* _Exercise_:
Convert the lines of the listing into a JSON list of strings, one string per line and no blank lines. Begin at the start of the listing and stop after the line that contains "[[405, 649]]".

Records from a data collection
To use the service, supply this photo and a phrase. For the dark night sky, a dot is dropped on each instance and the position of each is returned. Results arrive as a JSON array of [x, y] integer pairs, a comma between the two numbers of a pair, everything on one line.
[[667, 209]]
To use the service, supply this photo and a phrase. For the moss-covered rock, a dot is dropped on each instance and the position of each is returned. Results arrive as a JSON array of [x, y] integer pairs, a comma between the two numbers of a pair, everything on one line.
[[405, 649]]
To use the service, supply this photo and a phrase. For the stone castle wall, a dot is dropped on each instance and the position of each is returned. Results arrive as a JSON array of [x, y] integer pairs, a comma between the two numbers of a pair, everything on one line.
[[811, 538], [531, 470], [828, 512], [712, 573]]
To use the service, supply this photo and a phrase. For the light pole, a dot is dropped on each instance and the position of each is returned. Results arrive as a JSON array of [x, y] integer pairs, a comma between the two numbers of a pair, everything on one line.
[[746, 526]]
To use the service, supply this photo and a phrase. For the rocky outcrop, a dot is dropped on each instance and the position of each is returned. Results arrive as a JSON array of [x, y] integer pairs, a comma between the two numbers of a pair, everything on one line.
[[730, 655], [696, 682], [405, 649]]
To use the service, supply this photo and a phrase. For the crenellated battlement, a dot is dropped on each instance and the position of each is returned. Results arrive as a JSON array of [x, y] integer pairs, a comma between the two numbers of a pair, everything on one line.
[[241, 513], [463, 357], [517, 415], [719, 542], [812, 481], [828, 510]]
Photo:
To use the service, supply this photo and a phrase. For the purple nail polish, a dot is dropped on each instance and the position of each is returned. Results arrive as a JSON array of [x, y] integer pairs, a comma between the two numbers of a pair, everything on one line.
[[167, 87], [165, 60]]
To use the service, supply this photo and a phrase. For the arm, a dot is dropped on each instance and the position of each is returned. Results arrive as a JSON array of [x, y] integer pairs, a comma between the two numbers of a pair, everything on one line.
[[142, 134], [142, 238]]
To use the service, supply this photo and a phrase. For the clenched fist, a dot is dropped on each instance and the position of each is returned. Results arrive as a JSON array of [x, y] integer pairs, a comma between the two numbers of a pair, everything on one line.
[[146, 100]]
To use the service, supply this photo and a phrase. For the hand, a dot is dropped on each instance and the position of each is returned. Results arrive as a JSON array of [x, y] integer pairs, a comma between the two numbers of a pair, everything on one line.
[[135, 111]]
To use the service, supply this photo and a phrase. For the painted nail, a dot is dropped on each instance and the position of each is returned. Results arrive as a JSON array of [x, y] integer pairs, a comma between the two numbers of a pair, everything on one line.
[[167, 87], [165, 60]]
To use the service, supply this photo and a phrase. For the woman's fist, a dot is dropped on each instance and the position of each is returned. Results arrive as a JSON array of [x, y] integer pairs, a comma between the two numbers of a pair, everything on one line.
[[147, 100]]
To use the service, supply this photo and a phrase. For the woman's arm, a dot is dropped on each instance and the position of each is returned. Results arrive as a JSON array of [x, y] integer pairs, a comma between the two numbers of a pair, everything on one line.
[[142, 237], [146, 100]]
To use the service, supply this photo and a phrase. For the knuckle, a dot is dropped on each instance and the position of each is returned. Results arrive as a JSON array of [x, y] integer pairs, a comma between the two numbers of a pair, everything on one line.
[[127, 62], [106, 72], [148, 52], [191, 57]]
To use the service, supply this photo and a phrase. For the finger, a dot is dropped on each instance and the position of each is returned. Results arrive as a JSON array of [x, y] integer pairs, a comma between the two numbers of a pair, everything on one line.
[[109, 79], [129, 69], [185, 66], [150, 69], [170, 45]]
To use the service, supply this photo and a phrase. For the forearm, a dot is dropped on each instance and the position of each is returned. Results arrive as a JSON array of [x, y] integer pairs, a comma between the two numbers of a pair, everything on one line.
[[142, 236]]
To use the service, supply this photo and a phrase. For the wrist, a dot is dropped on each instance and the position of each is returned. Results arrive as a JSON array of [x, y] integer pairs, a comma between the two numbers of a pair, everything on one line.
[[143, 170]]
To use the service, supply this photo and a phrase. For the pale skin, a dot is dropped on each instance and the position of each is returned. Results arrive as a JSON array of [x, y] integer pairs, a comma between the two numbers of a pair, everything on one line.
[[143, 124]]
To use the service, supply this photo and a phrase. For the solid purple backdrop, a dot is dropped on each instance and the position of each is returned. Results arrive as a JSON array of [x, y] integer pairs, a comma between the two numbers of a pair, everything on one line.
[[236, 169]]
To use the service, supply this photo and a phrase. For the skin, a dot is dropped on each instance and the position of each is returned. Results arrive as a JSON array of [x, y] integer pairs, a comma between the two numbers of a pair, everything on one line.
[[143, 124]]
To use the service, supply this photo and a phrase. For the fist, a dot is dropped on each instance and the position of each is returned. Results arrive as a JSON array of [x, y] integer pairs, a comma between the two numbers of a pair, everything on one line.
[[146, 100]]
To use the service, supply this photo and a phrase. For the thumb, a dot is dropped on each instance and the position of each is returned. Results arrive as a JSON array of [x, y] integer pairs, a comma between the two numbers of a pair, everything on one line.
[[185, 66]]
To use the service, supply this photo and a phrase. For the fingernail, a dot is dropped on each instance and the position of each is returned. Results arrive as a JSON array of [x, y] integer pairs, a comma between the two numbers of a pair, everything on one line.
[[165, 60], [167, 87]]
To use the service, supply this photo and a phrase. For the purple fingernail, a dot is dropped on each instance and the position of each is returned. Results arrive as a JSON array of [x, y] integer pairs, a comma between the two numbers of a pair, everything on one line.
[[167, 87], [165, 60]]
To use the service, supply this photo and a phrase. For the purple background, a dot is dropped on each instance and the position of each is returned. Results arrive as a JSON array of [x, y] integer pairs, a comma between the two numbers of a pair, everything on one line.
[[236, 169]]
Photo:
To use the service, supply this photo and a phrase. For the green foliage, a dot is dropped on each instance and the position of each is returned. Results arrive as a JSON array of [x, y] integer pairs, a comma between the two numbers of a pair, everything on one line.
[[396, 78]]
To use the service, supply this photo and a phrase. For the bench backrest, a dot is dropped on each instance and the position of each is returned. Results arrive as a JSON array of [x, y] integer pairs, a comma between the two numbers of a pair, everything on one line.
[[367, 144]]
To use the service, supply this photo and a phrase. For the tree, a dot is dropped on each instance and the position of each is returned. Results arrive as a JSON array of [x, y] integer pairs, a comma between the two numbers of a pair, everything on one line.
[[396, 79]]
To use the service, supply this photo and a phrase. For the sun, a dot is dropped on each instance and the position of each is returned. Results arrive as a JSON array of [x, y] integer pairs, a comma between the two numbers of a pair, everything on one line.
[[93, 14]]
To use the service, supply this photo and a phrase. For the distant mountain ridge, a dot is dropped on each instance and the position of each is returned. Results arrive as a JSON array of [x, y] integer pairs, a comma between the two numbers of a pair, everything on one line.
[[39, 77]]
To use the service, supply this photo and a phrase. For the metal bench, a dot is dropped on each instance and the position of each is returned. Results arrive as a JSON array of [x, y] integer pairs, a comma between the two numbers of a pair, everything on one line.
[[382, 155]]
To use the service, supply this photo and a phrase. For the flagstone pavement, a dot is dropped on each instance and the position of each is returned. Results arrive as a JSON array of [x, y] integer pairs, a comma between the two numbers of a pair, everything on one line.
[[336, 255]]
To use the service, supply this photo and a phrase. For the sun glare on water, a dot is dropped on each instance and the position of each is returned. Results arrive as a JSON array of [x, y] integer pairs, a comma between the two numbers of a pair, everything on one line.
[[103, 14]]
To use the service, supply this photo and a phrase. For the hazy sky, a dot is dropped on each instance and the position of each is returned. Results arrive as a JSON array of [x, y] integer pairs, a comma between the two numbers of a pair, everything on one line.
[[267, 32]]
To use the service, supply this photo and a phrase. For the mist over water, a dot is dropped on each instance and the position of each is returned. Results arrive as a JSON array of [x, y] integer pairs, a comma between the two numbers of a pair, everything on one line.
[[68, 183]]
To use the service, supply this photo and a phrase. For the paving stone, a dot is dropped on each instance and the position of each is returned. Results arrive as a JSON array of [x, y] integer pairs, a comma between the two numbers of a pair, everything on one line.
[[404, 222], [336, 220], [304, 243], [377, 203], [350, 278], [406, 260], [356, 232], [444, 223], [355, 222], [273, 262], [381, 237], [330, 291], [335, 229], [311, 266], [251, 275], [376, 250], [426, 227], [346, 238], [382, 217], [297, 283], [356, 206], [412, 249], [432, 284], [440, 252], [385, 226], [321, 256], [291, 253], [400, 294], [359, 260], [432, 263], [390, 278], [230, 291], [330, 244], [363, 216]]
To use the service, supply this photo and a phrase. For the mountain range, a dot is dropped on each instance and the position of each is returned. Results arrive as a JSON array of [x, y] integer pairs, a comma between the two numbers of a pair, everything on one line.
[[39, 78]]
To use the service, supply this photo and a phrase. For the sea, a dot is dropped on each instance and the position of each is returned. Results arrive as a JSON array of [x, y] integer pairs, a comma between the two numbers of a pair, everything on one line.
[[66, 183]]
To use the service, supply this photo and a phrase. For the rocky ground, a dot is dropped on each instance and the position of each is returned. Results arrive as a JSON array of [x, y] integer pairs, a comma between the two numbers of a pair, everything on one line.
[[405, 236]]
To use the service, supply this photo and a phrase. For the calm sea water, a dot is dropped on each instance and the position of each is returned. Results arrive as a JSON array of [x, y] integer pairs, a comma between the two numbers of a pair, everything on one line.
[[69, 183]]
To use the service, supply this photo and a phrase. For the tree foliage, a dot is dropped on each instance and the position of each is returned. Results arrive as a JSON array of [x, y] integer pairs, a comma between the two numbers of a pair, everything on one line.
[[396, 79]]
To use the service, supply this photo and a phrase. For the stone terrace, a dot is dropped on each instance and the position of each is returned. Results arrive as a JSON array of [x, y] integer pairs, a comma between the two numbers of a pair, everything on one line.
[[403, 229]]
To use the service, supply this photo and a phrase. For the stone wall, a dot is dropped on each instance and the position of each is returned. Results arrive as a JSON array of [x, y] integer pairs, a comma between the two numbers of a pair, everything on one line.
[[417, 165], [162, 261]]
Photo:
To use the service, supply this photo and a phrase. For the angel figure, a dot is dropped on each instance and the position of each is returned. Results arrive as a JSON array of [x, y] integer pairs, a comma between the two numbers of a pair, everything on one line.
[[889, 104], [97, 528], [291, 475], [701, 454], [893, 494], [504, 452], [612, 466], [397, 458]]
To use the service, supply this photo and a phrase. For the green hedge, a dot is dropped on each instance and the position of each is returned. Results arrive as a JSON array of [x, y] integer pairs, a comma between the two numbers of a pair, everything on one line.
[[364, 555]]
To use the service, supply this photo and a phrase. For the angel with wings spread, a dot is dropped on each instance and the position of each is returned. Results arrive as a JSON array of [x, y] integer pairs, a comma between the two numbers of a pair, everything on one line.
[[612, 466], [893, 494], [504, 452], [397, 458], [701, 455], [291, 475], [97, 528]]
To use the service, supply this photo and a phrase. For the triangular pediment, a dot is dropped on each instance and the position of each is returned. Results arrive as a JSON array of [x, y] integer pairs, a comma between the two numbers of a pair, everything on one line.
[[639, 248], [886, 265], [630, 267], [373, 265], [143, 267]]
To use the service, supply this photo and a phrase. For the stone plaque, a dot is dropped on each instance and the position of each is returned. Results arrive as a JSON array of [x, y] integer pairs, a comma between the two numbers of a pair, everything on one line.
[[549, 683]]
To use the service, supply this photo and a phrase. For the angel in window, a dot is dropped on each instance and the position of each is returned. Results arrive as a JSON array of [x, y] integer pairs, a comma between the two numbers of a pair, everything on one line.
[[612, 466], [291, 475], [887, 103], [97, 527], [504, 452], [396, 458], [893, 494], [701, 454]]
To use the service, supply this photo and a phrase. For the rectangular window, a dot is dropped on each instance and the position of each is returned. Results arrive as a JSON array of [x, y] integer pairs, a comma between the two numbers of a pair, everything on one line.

* _Answer in full_:
[
  "To use the service, supply this photo and a phrase. For the dark night sky, a dot is dropped on each instance and the position of each is returned. Results arrive as a JSON array of [x, y] integer pairs, a comma between the two numbers of a pair, everything on one line.",
  "[[667, 209]]",
  "To use the service, supply this photo and a phrase. For the moss-covered rock, a dot is dropped on each instance and the position of each is returned. Results arrive as a JSON array of [x, y] integer pairs, a comma between the two numbers of a pair, everything on one line.",
  "[[405, 649]]"
]